Recorded information –

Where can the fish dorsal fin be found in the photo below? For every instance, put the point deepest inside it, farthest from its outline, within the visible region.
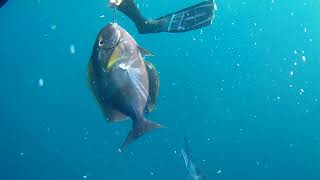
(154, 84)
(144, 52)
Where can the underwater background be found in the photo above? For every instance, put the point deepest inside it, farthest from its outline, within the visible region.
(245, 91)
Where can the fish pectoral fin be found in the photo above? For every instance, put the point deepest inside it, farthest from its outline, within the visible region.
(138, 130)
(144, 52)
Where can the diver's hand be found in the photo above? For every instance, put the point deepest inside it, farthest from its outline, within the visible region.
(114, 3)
--
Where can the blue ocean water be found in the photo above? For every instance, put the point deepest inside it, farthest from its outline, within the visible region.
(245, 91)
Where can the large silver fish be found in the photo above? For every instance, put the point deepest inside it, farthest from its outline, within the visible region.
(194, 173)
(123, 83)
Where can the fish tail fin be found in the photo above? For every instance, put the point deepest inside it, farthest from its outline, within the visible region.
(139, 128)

Exercise objective – Collect each line of the listing above that contains the word "fish". Uppercase and lowercase letters count as different.

Solved problem –
Where can the fish dorsal fin be found in the photo below? For every instance, put the point deepest inside it, farthest from its outline, within the visible region.
Where can the fish pectoral fin be found in the photo above? For every instance, put the point deepest inside it, farthest from its outline, within the visible region.
Where can the large silver fish be found in the photo above? For every instance, put the point deepest inside it, farthest from its outline, within the visible region.
Where can the fish tail fin be found in the photo above? For every instance, put the point deepest inside it, farthest from its outline, within the visible region.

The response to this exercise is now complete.